• [Data records]:
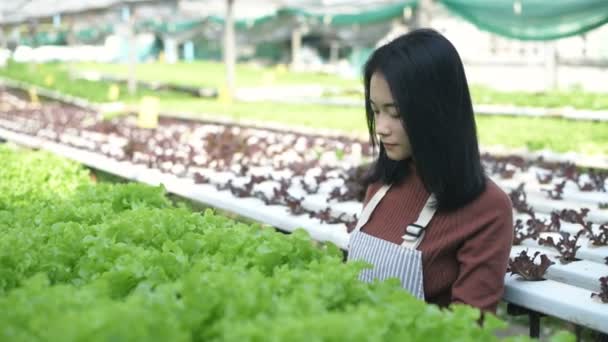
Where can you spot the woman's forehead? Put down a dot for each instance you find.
(380, 92)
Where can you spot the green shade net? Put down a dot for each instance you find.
(532, 19)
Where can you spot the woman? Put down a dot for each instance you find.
(431, 216)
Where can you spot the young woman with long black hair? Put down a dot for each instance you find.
(431, 216)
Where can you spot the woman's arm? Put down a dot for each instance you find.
(483, 260)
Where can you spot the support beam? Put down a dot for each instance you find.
(334, 52)
(230, 48)
(132, 83)
(551, 67)
(171, 50)
(423, 14)
(296, 47)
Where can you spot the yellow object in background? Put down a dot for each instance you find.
(225, 95)
(113, 92)
(33, 95)
(281, 68)
(268, 78)
(149, 109)
(49, 80)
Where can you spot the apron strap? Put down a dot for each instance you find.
(371, 205)
(414, 232)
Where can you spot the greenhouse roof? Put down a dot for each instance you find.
(17, 11)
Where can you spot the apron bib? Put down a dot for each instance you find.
(391, 260)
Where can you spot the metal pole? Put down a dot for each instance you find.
(229, 47)
(132, 84)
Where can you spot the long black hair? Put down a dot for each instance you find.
(429, 87)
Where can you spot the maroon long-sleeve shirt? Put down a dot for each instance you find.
(464, 253)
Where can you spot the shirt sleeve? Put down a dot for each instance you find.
(483, 260)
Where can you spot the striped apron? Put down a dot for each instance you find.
(390, 260)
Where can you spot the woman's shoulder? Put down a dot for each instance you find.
(494, 197)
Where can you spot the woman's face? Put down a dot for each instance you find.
(389, 126)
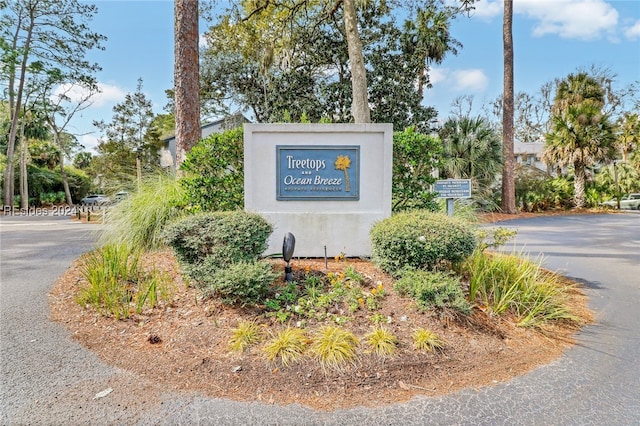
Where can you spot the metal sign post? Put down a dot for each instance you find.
(452, 189)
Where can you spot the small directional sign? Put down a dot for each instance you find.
(453, 188)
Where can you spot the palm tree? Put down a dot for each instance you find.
(629, 135)
(581, 134)
(472, 150)
(433, 39)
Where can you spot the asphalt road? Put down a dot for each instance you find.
(48, 379)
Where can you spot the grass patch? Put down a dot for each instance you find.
(246, 334)
(506, 282)
(138, 220)
(334, 348)
(427, 340)
(383, 343)
(288, 345)
(117, 286)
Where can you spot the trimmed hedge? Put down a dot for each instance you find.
(223, 237)
(433, 290)
(220, 252)
(420, 240)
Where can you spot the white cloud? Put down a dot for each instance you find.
(632, 32)
(107, 94)
(437, 75)
(89, 141)
(473, 80)
(486, 10)
(575, 19)
(202, 41)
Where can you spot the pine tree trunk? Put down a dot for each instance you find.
(360, 106)
(508, 177)
(186, 77)
(24, 178)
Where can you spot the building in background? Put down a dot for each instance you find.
(168, 152)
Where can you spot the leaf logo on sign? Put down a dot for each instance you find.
(343, 162)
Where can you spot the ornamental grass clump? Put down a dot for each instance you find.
(334, 348)
(427, 340)
(247, 333)
(508, 283)
(383, 343)
(138, 220)
(420, 240)
(117, 286)
(287, 345)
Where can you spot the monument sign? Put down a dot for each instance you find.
(327, 184)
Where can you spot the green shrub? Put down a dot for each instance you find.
(222, 237)
(433, 290)
(420, 240)
(139, 219)
(240, 283)
(214, 172)
(415, 154)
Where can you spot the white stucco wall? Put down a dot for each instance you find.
(341, 226)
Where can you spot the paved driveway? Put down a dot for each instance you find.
(48, 379)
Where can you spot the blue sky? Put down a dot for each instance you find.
(552, 38)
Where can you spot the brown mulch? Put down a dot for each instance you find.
(183, 346)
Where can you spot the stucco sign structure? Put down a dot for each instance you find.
(319, 173)
(327, 184)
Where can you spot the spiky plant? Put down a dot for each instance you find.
(334, 347)
(383, 343)
(288, 345)
(427, 340)
(246, 334)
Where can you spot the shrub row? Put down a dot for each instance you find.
(220, 251)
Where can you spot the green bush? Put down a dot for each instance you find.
(433, 290)
(241, 283)
(214, 172)
(139, 219)
(420, 240)
(415, 154)
(221, 237)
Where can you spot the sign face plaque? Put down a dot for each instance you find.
(453, 188)
(317, 173)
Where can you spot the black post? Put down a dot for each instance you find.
(288, 245)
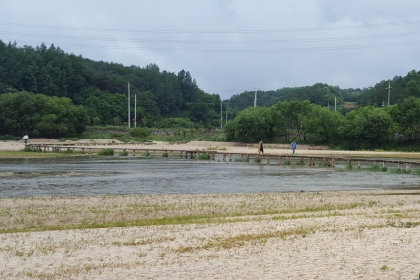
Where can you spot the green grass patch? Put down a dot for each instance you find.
(32, 150)
(123, 153)
(106, 152)
(377, 168)
(204, 156)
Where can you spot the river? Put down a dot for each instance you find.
(81, 176)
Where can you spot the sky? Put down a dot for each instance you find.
(231, 46)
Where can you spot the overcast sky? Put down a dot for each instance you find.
(231, 46)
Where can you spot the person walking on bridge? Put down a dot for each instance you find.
(260, 147)
(294, 146)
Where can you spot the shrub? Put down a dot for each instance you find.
(68, 152)
(204, 156)
(140, 132)
(30, 150)
(124, 153)
(106, 152)
(9, 137)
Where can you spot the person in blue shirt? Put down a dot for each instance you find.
(294, 146)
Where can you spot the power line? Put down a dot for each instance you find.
(172, 31)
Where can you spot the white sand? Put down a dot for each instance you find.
(234, 147)
(346, 235)
(363, 235)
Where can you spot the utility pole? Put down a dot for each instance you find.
(128, 104)
(255, 98)
(135, 110)
(389, 91)
(335, 103)
(221, 114)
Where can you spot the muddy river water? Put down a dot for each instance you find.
(74, 176)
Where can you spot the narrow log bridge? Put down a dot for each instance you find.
(309, 160)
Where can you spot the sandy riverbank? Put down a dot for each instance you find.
(346, 235)
(234, 147)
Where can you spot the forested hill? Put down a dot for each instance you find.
(102, 87)
(326, 95)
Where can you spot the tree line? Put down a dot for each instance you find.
(363, 128)
(102, 87)
(47, 92)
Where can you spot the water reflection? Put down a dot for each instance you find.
(137, 175)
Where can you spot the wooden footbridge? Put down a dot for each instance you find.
(309, 160)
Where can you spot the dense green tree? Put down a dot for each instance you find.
(322, 124)
(366, 127)
(40, 115)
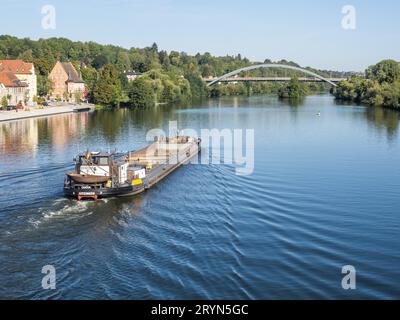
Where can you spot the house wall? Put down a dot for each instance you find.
(17, 94)
(58, 78)
(74, 87)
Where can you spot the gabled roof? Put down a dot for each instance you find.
(16, 66)
(73, 76)
(8, 79)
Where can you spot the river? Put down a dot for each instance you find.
(324, 194)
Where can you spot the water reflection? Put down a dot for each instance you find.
(384, 120)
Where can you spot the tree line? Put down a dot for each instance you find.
(166, 76)
(379, 87)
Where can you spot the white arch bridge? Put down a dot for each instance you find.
(312, 76)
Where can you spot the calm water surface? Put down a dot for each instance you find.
(324, 194)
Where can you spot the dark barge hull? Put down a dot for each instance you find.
(98, 191)
(101, 192)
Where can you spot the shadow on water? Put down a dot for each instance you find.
(314, 203)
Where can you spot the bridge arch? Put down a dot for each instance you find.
(270, 65)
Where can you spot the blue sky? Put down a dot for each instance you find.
(308, 32)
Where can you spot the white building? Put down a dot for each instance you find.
(25, 72)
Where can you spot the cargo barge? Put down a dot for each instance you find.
(102, 174)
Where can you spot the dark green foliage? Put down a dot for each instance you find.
(175, 76)
(141, 93)
(293, 90)
(380, 88)
(107, 90)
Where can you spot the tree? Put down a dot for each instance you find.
(78, 97)
(384, 71)
(43, 85)
(293, 90)
(4, 101)
(141, 93)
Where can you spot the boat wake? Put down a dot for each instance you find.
(63, 209)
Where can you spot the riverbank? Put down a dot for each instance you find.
(45, 112)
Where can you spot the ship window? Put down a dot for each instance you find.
(101, 161)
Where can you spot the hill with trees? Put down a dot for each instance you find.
(379, 87)
(167, 76)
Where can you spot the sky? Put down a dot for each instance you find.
(308, 32)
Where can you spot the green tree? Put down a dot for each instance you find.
(384, 71)
(4, 101)
(141, 93)
(293, 90)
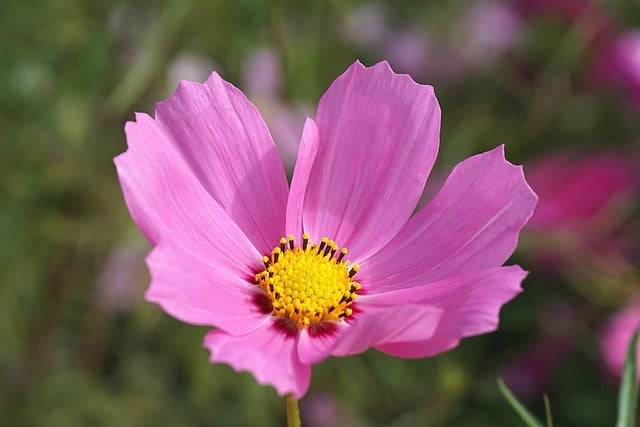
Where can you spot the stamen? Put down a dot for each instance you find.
(343, 252)
(327, 249)
(323, 242)
(354, 270)
(306, 288)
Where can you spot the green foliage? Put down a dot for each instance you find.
(628, 394)
(73, 72)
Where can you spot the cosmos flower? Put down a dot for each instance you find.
(616, 336)
(618, 63)
(577, 190)
(262, 80)
(268, 266)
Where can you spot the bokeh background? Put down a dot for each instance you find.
(557, 81)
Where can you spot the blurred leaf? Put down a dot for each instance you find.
(547, 411)
(628, 394)
(526, 416)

• [Problem statement]: Only the lines from the one with "Where can you spot the cosmos" through the last line of the records belong in the answer, each copied exactly.

• [Exercise solution]:
Where can you spot the cosmos flower? Put down a dot for each instance you find.
(616, 336)
(618, 63)
(577, 190)
(262, 80)
(268, 266)
Where can you spot the bokeh background? Put down a dot for each instance you find.
(557, 81)
Where can you spot the blurred leaf? Put down a dot for each instance you find.
(547, 411)
(628, 394)
(526, 416)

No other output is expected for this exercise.